[Extract provided]:
"""

But whether the divorce rate is 35 percent, 40 percent or even 50 percent, it still is a very high number! Knowing this, you would expect that the subject divorce would have become a little bit more accepted and a more common topic in the world or USA. So why is divorce still such a sticky subject? Why is the D-word still a sort of 'forbidden' word, a taboo, something you don't talk about in public or at birthday parties? Maybe it is because the subject is directly connected to intense emotions, irritations and even sometimes-heavy quarrel or fighting.
We simply do not like to talk about our problems openly. Perhaps we haven't really learned all the skills to communicate in a way that is geared towards truly listening to each other, working things out and finding a middle way. No, we prefer to direct ourselves towards expensive lawyers with the 'simple' demand to arrange the divorce as fast as he or she can.
Isn't it about time to face reality? A huge part of all US citizens who say "Yes I do" on their wedding day have a 50 percent chance that they are actually saying: "Yes I will divorce you in the future"! In Europe it is not much better. For example in The Netherlands, it is more than 1 out of 3 people who end up divorced. (36,2 percent according to CBS), and this number is sadly still increasing!

"""

[Image location labeling lines]
"""

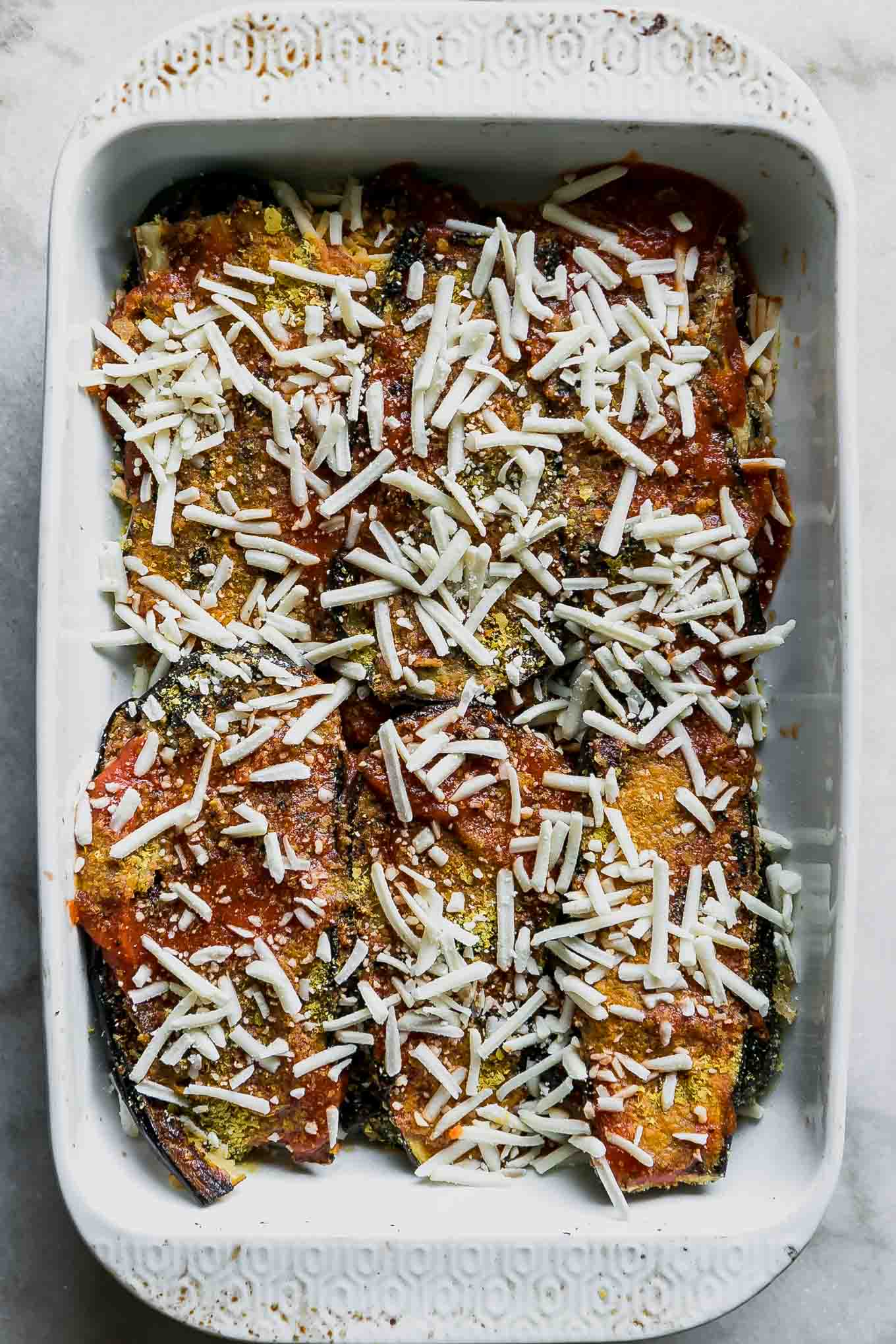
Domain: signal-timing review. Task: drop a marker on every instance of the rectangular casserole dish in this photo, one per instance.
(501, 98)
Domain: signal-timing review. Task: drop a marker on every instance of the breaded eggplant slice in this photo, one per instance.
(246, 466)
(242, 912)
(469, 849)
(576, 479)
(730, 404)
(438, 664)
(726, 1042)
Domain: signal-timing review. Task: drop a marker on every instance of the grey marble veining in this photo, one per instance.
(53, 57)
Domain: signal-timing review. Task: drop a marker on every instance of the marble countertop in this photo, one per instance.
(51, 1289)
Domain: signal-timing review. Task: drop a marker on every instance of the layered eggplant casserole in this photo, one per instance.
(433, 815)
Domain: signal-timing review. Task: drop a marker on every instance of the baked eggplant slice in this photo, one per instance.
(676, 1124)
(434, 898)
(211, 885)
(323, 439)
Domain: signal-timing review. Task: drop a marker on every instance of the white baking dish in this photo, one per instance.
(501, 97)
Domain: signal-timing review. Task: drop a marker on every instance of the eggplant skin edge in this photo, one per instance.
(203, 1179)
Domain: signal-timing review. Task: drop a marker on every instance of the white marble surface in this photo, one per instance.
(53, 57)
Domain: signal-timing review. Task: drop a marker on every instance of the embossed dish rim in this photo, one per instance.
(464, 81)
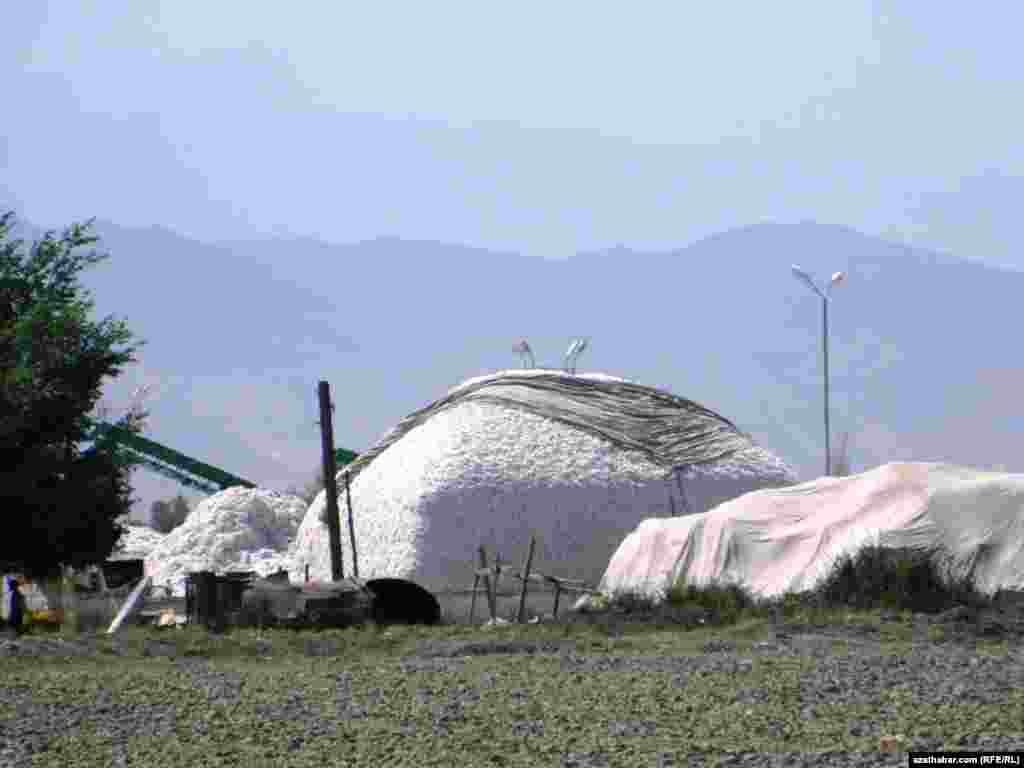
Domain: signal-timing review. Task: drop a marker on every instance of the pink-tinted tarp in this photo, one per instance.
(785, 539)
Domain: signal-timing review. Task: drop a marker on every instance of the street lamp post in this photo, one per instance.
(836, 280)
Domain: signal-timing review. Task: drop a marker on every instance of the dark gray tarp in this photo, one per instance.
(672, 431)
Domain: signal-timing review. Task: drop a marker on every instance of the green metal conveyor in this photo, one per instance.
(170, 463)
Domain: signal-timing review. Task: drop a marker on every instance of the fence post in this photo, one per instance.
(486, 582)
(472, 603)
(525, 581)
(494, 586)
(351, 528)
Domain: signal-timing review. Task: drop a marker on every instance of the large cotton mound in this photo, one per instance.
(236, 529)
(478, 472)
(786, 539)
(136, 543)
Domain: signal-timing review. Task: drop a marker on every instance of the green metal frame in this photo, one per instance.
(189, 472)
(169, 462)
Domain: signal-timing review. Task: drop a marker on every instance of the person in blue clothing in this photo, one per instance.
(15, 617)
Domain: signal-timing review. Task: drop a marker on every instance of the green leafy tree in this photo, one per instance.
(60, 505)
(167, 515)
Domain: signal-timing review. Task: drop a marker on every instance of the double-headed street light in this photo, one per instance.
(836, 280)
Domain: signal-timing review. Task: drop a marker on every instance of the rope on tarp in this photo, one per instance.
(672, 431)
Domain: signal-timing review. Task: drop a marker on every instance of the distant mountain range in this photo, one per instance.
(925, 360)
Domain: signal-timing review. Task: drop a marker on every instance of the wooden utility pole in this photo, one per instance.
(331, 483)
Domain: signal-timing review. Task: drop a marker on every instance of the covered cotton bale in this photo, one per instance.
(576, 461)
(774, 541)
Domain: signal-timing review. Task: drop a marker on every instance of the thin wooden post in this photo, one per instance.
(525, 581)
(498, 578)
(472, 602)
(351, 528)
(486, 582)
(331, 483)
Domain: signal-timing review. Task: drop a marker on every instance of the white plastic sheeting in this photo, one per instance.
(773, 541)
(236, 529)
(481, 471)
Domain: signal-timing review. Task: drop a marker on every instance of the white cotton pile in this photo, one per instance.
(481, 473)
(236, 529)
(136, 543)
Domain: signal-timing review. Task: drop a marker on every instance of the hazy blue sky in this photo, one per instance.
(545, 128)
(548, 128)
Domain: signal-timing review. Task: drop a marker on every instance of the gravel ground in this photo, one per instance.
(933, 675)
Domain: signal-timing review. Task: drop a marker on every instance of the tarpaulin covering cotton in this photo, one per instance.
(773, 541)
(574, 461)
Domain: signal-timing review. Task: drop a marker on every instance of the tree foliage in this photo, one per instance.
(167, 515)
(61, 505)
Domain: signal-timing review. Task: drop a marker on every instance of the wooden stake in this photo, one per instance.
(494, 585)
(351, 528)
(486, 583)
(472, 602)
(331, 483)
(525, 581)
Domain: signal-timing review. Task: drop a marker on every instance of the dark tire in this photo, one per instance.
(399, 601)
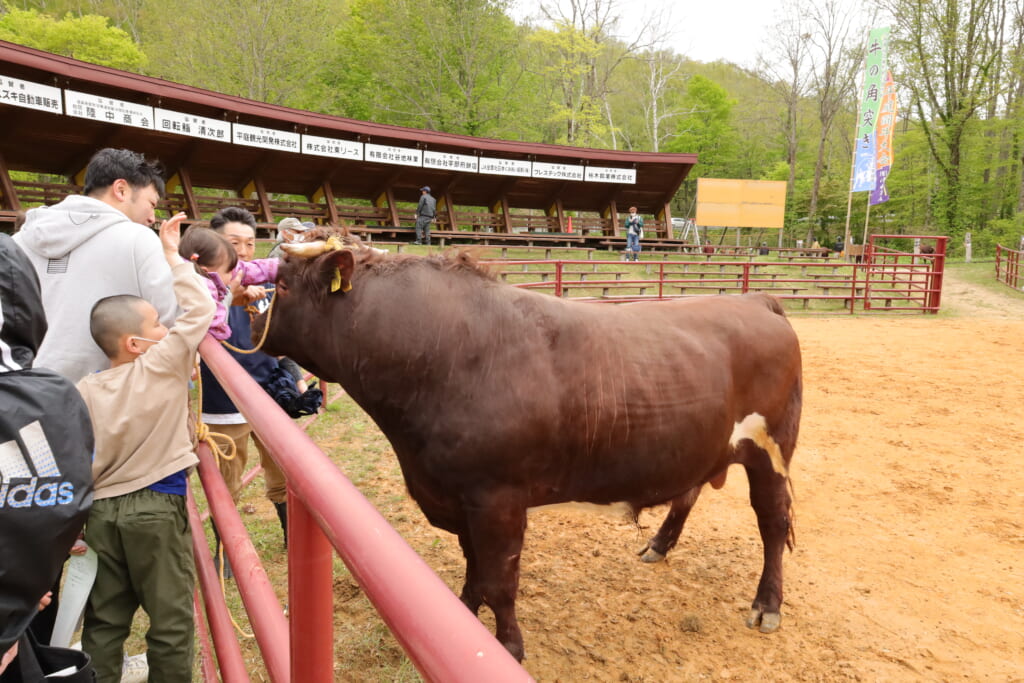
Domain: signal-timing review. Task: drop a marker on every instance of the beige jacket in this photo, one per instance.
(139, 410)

"""

[Requirement]: Pick up the passage on divorce after its final sentence and extend it by a paragraph or two.

[Output of the task]:
Often people blame me that I am stimulating people to get a divorce based on the Divorce Hotel approach and the interviews and seminars I give. That is in my opinion not the case! What I try to do is create awareness that the subject 'divorce' no longer should be seen as a sort of taboo. Based on the facts and figures the chances that you may get involved in a divorce procedure is actually quite significant. Not everybody is that lucky to find eternal love, but what we can do is face the reality that a divorce may occur, also in your live.
So yes we have to deal with divorces and what we can change is our attitudes towards it. Why is it so easy to marry and so hard to divorce? That simply does not sound right. If you ask me it could be a very good development if we would create a moment in everybody's wedding process were we ask attention for the fact that a lot of marriages end up in divorces. Maybe we should ask newlyweds to sign a possible 'future divorce agreement?' Just in case...better safe than sorry and realistic! Next to the wedding papers there will be a divorce statement or declaration. This declaration contains provisions about rules of behavior in case of a divorce, with fines for the one who misbehaves. We include and formulate approaches and rules about dividing property. For example one spouse can divide the property in two parts, and the other spouse can choose which part he would like. But the statement includes also an extensive paragraph about the children if there are any. Think about visitation of the kids etc.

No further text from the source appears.